Authentication Pattern

# Protected endpoint with user dependency
@router.post("/api/protected")
async def protected_endpoint(
    current_user: User = Depends(get_current_user),
    db: Session = Depends(get_db)
):
    return {"user_id": current_user.id}

# JWT token validation and refresh
from backend.services.auth_service import AuthService
auth_service = AuthService()
user = await auth_service.authenticate_user(email, password)
tokens = auth_service.create_access_token(user)

Async Pipeline Pattern

async def process_video(self, video_url: str, config: PipelineConfig = None) -> str:
    job_id = str(uuid.uuid4())
    result = PipelineResult(job_id=job_id, video_url=video_url, ...)
    self.active_jobs[job_id] = result
    
    # Start background processing
    asyncio.create_task(self._execute_pipeline(job_id, config))
    return job_id

Error Handling Pattern

try:
    result = await self.ai_service.generate_summary(request)
except AIServiceError as e:
    raise HTTPException(status_code=500, detail={
        "error": "AI service error",
        "message": e.message,
        "code": e.error_code
    })

ABOUT THIS EXERCISE >>
In the code patterns text above, translate the comment "Start background processing" into Spanish.

Stored records:
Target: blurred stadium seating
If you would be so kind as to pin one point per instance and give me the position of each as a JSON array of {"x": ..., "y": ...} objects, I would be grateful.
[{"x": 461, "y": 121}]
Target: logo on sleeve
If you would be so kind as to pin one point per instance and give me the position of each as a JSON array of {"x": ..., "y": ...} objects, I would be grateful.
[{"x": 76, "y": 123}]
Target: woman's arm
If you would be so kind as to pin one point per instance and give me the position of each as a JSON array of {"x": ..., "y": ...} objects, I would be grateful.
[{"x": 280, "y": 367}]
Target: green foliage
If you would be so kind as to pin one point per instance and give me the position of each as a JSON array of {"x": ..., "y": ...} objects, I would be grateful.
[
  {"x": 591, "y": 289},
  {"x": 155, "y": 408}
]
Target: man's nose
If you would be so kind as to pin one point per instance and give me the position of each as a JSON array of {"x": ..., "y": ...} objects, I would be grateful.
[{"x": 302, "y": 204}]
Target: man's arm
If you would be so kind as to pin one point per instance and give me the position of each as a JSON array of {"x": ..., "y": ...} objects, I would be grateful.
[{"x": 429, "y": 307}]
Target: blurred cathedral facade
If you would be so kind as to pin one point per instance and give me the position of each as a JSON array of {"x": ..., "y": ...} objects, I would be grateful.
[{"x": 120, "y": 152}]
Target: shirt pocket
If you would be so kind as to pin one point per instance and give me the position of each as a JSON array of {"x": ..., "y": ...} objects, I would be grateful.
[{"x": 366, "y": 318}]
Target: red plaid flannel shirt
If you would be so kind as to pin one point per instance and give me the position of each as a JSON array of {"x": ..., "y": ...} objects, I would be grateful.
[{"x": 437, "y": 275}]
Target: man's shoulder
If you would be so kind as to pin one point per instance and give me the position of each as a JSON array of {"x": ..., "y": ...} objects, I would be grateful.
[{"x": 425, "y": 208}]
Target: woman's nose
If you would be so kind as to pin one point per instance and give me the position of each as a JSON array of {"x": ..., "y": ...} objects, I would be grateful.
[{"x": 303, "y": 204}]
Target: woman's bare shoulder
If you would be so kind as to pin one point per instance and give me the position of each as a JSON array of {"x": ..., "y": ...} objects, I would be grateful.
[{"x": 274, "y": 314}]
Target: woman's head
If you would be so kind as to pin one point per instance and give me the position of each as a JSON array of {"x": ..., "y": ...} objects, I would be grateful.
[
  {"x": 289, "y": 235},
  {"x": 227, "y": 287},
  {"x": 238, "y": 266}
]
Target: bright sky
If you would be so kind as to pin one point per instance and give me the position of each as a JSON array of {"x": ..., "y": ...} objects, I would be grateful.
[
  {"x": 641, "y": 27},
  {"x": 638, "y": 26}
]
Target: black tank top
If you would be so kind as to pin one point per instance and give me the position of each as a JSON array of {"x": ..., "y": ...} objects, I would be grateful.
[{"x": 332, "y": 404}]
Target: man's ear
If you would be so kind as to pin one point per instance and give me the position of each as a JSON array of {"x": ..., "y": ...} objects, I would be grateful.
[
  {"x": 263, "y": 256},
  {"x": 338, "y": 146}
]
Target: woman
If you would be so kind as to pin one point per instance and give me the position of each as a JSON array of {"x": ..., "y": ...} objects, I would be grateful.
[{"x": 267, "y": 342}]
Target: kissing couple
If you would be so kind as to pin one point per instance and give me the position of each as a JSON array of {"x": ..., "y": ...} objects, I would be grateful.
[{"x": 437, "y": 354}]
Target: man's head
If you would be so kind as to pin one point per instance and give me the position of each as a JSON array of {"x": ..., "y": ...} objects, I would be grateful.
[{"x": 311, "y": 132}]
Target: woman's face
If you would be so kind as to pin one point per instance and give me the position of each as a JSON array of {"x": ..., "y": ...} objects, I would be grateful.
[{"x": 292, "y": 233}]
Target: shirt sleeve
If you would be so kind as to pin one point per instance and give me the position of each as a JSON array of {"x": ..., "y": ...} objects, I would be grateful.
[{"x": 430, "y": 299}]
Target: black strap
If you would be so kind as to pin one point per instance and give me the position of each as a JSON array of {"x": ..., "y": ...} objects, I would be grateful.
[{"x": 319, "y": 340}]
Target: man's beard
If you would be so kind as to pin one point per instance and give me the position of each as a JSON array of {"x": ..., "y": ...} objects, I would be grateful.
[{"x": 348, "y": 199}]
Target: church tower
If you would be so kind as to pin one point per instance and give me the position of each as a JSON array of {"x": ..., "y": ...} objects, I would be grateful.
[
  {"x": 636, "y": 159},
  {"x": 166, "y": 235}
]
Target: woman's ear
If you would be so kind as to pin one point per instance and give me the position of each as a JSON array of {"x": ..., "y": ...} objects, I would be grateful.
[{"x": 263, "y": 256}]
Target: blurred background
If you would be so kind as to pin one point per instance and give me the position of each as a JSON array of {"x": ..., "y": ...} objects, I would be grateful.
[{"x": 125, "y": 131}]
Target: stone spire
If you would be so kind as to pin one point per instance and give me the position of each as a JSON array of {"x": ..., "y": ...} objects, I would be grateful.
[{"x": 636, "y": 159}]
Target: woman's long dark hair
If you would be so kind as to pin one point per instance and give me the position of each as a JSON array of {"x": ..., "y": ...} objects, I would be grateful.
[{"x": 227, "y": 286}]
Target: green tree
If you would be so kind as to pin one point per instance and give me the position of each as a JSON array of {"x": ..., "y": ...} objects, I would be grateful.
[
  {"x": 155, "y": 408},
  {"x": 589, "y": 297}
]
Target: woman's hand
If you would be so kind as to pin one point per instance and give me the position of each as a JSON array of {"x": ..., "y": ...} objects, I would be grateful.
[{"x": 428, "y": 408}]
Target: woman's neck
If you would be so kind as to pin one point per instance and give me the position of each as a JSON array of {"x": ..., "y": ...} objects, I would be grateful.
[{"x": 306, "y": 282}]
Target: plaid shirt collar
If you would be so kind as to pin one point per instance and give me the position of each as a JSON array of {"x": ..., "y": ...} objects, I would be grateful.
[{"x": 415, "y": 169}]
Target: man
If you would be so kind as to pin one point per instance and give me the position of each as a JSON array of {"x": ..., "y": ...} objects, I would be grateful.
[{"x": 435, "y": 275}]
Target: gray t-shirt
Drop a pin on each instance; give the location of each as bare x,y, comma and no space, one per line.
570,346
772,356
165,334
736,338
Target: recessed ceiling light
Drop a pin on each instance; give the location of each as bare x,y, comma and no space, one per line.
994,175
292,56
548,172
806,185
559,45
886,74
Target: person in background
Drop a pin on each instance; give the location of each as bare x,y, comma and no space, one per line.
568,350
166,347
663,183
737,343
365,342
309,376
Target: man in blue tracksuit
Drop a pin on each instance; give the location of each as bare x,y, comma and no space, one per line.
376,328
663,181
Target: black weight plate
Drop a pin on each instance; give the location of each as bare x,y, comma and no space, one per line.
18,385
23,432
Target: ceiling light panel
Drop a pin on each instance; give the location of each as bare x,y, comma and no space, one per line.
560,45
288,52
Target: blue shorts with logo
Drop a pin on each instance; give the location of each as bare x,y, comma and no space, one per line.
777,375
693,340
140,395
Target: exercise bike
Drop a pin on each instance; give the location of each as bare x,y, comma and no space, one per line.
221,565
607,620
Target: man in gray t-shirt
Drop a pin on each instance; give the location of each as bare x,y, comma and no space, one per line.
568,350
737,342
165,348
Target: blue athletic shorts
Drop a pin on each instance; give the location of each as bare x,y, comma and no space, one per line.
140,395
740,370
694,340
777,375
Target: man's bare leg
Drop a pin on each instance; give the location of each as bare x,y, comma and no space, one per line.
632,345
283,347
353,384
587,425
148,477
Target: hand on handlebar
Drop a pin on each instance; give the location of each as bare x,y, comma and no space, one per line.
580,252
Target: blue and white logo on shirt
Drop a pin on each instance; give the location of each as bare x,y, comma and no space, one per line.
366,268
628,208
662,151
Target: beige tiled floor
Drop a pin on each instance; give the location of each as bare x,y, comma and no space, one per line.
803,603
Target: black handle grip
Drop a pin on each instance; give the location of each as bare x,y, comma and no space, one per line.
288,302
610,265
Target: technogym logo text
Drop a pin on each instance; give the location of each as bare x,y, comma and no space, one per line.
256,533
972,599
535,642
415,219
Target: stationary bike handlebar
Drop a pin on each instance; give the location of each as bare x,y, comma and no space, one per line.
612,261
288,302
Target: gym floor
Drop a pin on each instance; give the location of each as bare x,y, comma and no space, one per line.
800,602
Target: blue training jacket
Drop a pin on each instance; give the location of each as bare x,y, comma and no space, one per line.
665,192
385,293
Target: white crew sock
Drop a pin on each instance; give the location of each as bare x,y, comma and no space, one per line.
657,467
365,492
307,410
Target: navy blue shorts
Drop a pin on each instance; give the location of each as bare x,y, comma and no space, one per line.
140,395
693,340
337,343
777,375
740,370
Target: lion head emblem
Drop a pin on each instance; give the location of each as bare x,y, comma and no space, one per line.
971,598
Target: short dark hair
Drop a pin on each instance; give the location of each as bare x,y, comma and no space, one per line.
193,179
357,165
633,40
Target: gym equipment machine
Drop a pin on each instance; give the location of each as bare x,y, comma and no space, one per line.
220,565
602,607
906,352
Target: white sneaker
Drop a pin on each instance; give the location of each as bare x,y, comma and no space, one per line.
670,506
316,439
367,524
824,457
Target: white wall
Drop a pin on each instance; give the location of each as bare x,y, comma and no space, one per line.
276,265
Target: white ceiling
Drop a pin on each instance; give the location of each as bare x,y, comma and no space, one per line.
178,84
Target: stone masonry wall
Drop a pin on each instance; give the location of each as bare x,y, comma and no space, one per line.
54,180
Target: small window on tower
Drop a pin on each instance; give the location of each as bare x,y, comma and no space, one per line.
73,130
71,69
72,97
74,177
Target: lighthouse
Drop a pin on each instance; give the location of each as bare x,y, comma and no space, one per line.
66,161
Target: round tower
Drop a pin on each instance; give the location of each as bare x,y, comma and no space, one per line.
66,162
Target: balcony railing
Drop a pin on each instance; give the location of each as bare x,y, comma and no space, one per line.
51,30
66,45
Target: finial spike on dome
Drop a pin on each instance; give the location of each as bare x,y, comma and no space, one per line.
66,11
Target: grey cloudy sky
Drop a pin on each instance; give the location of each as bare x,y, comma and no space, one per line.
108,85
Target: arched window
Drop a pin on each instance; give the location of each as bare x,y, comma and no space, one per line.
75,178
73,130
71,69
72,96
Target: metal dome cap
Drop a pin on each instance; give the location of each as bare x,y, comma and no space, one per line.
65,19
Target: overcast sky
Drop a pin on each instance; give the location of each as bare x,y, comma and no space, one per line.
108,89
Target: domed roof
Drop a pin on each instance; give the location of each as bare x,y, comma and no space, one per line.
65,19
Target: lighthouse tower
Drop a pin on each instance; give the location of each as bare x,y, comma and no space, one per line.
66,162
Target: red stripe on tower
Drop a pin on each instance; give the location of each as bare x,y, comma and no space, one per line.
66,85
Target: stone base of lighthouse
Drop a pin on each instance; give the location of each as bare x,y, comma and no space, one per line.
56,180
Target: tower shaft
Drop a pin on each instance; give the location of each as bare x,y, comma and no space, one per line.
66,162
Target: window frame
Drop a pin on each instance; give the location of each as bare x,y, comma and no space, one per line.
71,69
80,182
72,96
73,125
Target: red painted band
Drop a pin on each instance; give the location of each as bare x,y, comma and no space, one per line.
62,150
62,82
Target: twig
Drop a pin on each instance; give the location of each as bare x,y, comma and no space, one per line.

SOLUTION FOR THIS TASK >>
Iniciar el procesamiento en segundo plano